Rows from a dataset:
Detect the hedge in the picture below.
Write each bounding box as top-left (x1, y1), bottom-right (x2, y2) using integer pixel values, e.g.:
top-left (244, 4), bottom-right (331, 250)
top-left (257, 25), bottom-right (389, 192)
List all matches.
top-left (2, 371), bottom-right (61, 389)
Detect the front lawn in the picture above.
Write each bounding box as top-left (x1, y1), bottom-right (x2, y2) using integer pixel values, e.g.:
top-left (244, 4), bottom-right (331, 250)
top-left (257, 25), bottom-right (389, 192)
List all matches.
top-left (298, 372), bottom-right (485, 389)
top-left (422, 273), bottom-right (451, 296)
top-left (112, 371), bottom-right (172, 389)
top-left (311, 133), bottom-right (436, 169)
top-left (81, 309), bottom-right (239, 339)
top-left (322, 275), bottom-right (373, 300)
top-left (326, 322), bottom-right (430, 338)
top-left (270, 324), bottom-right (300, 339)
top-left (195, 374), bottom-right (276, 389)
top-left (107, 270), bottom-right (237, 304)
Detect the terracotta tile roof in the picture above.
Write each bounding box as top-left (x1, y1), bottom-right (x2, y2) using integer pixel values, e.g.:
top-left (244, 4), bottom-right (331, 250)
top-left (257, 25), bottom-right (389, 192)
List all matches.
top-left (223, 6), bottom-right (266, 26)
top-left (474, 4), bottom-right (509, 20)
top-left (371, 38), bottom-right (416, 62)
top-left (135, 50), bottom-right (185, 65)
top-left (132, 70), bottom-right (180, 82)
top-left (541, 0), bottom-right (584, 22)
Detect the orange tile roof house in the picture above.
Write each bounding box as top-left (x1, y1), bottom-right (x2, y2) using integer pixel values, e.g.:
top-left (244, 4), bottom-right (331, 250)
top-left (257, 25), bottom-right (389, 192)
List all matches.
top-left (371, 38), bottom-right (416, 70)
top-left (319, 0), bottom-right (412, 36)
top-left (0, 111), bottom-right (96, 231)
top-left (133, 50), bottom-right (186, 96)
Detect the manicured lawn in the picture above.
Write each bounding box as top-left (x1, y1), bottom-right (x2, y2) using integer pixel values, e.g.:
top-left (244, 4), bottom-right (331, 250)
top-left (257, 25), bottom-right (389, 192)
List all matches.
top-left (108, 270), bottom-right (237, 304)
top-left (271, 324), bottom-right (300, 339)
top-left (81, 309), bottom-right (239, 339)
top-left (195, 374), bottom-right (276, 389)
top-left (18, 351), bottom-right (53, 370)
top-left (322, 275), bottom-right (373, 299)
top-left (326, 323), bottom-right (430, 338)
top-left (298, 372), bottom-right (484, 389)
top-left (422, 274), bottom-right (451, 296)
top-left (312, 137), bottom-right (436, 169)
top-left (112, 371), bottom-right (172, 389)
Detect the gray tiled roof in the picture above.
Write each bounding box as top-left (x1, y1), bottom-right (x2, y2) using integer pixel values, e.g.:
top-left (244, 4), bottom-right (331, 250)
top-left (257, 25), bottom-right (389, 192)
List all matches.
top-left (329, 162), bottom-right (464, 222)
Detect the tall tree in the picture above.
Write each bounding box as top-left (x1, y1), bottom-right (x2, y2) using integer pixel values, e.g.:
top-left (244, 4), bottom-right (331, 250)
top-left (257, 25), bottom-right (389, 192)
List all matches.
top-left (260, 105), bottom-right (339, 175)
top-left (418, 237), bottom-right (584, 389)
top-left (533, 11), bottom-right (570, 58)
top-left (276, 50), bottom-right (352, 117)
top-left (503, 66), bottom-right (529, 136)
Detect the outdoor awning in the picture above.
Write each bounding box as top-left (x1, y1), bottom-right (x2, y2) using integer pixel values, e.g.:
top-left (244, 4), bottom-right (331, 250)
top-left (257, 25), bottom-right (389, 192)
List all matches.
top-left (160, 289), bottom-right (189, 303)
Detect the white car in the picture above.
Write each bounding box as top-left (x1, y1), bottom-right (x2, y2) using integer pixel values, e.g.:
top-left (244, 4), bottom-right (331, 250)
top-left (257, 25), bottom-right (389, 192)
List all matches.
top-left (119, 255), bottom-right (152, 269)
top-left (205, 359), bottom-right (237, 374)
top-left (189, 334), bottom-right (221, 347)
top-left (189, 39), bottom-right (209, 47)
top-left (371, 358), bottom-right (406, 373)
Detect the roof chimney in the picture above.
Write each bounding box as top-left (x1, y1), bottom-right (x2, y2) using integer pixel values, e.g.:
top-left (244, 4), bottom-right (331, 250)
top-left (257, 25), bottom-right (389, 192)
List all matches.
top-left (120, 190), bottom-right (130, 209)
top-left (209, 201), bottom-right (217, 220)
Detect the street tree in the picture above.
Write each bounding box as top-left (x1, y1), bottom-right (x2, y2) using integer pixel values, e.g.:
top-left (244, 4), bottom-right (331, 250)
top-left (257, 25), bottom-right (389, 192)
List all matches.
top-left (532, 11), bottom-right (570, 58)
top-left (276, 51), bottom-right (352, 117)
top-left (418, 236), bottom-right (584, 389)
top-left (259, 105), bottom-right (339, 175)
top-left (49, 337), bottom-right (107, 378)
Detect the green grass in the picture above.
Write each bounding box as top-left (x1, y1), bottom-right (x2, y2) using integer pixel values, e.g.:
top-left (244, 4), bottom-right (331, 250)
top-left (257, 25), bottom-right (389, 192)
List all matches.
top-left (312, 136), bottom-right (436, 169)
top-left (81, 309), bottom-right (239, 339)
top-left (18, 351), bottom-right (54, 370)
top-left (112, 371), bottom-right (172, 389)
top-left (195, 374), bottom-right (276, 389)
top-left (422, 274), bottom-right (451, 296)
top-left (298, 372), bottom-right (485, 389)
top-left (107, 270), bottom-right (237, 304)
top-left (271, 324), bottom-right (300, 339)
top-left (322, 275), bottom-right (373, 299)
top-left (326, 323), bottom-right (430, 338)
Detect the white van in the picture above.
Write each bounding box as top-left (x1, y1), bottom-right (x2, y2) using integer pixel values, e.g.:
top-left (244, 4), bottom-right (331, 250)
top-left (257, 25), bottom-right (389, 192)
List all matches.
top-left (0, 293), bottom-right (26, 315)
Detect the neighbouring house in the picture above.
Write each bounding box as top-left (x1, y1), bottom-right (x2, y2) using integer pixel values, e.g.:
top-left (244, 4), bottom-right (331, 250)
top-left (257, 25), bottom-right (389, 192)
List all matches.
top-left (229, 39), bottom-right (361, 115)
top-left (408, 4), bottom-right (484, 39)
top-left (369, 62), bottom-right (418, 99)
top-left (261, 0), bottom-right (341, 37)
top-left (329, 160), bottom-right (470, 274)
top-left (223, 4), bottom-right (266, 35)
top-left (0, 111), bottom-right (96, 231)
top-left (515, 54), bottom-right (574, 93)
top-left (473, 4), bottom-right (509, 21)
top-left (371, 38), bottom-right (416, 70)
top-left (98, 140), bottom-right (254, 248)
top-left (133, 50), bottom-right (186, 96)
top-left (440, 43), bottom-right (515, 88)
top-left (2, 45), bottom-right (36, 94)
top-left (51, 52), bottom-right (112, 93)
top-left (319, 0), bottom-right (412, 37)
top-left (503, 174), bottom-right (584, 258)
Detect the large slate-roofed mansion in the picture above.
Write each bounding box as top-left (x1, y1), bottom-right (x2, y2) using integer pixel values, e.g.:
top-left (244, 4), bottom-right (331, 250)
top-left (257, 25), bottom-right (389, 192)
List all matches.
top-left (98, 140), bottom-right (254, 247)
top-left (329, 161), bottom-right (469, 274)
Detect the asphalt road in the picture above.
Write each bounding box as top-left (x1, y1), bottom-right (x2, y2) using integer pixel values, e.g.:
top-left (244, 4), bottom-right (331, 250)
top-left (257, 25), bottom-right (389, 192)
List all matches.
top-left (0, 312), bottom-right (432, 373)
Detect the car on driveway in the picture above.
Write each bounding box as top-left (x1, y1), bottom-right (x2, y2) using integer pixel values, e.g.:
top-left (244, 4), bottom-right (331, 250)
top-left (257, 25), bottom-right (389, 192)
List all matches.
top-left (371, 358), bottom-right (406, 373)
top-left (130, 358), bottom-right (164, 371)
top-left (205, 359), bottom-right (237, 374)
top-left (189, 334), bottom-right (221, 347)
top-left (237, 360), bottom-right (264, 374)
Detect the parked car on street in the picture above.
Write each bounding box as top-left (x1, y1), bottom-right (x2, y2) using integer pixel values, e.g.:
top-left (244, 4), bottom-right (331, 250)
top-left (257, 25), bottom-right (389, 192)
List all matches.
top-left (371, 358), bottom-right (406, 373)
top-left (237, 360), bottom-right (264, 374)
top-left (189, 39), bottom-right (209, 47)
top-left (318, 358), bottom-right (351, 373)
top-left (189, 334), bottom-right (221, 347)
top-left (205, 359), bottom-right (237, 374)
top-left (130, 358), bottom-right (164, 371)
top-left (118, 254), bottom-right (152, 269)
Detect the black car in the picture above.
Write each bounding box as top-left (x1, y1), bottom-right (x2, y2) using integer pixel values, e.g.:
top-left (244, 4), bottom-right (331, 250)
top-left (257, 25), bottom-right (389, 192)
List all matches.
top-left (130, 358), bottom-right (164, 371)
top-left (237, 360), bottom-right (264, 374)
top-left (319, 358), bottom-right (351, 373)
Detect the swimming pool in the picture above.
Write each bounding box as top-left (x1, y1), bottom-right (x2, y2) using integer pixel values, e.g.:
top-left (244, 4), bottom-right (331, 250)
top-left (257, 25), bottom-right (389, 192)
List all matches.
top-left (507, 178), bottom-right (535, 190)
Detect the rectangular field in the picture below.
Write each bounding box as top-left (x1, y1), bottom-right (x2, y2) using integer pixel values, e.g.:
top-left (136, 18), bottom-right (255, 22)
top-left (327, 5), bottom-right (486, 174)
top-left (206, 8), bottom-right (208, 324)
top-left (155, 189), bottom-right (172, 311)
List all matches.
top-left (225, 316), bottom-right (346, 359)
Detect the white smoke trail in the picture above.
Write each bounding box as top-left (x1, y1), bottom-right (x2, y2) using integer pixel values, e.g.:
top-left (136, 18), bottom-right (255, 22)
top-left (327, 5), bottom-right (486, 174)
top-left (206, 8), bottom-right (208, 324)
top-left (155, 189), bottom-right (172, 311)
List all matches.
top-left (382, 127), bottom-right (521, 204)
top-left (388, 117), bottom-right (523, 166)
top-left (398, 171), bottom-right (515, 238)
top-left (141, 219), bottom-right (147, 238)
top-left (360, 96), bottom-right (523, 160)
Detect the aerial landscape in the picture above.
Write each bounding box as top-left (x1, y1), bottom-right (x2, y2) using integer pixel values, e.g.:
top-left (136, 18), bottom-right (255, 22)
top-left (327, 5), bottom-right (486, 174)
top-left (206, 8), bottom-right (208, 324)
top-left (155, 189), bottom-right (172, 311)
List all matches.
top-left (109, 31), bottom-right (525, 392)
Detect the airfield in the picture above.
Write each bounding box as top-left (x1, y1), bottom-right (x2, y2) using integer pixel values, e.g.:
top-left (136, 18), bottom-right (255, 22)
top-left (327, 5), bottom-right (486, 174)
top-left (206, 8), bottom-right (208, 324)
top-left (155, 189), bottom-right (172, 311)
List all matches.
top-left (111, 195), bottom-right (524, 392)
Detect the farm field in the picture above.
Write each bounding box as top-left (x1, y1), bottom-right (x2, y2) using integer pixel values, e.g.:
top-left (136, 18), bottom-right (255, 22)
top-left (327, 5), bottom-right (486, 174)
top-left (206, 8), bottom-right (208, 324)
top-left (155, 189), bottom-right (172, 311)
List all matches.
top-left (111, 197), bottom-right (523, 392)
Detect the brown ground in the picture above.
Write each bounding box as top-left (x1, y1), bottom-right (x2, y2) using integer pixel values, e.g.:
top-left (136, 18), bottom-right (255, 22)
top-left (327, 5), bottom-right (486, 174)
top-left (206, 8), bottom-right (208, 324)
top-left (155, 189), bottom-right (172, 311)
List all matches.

## Given task
Could you reproduce, word for word, the stretch of rows from the line containing "Detect the white smoke" through the line containing "top-left (388, 117), bottom-right (523, 166)", with both of those lines included?

## Result of this task
Detect the white smoke trail in the picture above.
Write each bounding box as top-left (x1, y1), bottom-right (x2, y2) using integer pixel values, e.g.:
top-left (136, 18), bottom-right (255, 22)
top-left (327, 5), bottom-right (486, 174)
top-left (206, 8), bottom-right (208, 324)
top-left (155, 189), bottom-right (172, 311)
List all matches.
top-left (382, 127), bottom-right (521, 204)
top-left (388, 117), bottom-right (523, 166)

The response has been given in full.